§ PAGE TEXT:
------------------------------------------------------------------------

My partner Anna and I first moved onto our houseboat in 2017. We bought it second-hand off Gumtree for about $30k – much cheaper and more sustainable than constructing a new home from new materials (we’ve since spent another $7000 on improvements like solar panels, batteries, a new 12-volt fridge etc).

It was a lot of money to drop on something that will gradually decay and depreciate, but not having to pay rent has freed up more of our time and money for other creative and community projects.

A few factors contributed to our move from rental sharehouses onto the boat:

  • wanting to experiment with more sustainable ways of living
  • the related desire for more autonomy over how we adapt and decorate our space
  • rising housing costs on land, and the frustrating uncertainty of tenant life where you’re continually wondering whether your lease will be renewed
  • and of course, the romance of living in such a quirky, beautiful space that feels so far removed from heavily-concreted urban landscapes, even though we’re just a 15-minute bike ride from the city centre

We’ve lived on the boat for 7 years now. It’s an 8m-long, twin-hull bay cruiser. We named it ‘Afterglow.’

Initially, we planned to move around in it regularly, hopping from one location to another. But the old engine proved unreliable. In our first few years, we had a couple of stressful misadventures with it cutting out halfway up the river. So these days we usually keep it nestled beside the mangroves on one of Maiwar's tributaries.

Moving less often allowed us to stay more connected to place – to our particular stretch of the creek and the surrounding neighbourhood. We’ve gotten to know heaps of our neighbours – both on land and on other boats – and been involved in local projects like revegetating the creek bank and helping start a community garden around the corner. I imagine boaties who move around more frequently might miss out on that degree of local connection.

------------------------------------------------------------------------

§ ENTRIES SHOWN:
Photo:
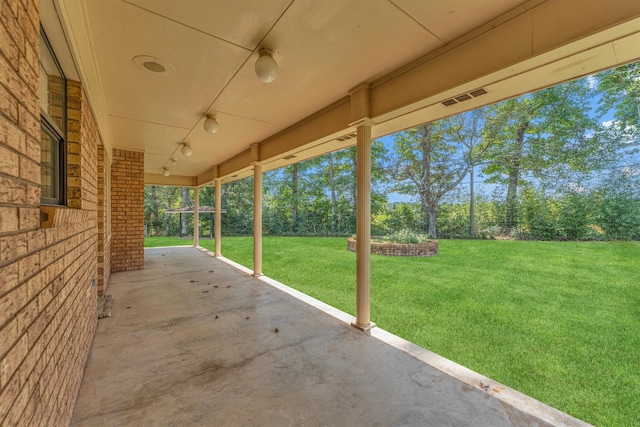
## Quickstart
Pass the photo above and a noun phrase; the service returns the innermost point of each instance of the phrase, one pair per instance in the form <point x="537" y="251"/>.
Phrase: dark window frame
<point x="57" y="136"/>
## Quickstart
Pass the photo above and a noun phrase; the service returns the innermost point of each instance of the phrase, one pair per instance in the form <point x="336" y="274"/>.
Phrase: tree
<point x="620" y="91"/>
<point x="540" y="136"/>
<point x="467" y="129"/>
<point x="430" y="162"/>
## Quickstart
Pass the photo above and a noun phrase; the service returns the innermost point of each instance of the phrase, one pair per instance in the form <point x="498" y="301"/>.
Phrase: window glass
<point x="53" y="110"/>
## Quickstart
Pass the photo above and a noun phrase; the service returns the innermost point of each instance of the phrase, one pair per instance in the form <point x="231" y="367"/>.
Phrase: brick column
<point x="127" y="210"/>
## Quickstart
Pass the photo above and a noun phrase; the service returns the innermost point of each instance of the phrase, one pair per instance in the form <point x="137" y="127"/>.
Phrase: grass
<point x="155" y="242"/>
<point x="559" y="321"/>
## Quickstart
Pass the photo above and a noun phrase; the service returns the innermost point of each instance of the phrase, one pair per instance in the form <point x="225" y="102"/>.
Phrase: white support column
<point x="218" y="219"/>
<point x="363" y="227"/>
<point x="196" y="216"/>
<point x="257" y="220"/>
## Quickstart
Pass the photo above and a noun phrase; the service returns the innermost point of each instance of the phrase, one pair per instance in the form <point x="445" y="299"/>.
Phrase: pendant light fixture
<point x="186" y="149"/>
<point x="266" y="67"/>
<point x="211" y="124"/>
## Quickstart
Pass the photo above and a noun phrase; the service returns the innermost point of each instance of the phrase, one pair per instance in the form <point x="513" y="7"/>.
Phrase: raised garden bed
<point x="429" y="248"/>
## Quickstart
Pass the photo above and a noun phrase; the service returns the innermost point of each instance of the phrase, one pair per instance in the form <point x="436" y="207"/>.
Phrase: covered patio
<point x="196" y="340"/>
<point x="100" y="98"/>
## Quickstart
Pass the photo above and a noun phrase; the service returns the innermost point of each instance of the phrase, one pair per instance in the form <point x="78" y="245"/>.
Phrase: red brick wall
<point x="127" y="210"/>
<point x="104" y="238"/>
<point x="48" y="300"/>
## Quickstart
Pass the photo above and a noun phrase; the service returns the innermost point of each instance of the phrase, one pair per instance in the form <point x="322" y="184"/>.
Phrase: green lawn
<point x="559" y="321"/>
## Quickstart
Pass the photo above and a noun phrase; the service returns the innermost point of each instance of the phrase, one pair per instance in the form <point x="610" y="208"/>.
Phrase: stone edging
<point x="399" y="249"/>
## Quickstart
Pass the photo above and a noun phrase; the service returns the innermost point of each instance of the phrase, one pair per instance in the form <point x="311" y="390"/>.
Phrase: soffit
<point x="323" y="48"/>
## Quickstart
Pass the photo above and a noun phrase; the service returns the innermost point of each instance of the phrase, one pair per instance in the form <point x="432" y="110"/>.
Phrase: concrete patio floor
<point x="196" y="341"/>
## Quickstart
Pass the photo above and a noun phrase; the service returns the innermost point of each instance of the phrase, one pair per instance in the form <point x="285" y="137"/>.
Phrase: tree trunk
<point x="514" y="162"/>
<point x="472" y="204"/>
<point x="294" y="197"/>
<point x="332" y="188"/>
<point x="432" y="223"/>
<point x="154" y="206"/>
<point x="426" y="145"/>
<point x="185" y="202"/>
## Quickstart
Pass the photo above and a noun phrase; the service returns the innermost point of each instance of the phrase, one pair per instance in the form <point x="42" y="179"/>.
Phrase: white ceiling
<point x="323" y="49"/>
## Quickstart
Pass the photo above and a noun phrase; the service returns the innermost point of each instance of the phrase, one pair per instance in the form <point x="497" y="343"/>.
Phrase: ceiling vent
<point x="463" y="97"/>
<point x="347" y="137"/>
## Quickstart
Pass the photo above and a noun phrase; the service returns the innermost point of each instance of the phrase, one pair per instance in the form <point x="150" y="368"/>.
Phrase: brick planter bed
<point x="399" y="249"/>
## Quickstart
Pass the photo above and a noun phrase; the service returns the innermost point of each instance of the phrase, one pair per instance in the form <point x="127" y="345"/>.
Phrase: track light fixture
<point x="186" y="149"/>
<point x="211" y="124"/>
<point x="266" y="67"/>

------------------------------------------------------------------------

§ TASK 1:
In the houseboat text, what name did the couple give their boat?
§ TASK 2:
Please print the stretch of the houseboat text from "We’ve lived on" through "of Maiwar's tributaries.", word for word.

§ RESPONSE AREA 1:
Afterglow

§ RESPONSE AREA 2:
We’ve lived on the boat for 7 years now. It’s an 8m-long, twin-hull bay cruiser. We named it ‘Afterglow.’

Initially, we planned to move around in it regularly, hopping from one location to another. But the old engine proved unreliable. In our first few years, we had a couple of stressful misadventures with it cutting out halfway up the river. So these days we usually keep it nestled beside the mangroves on one of Maiwar's tributaries.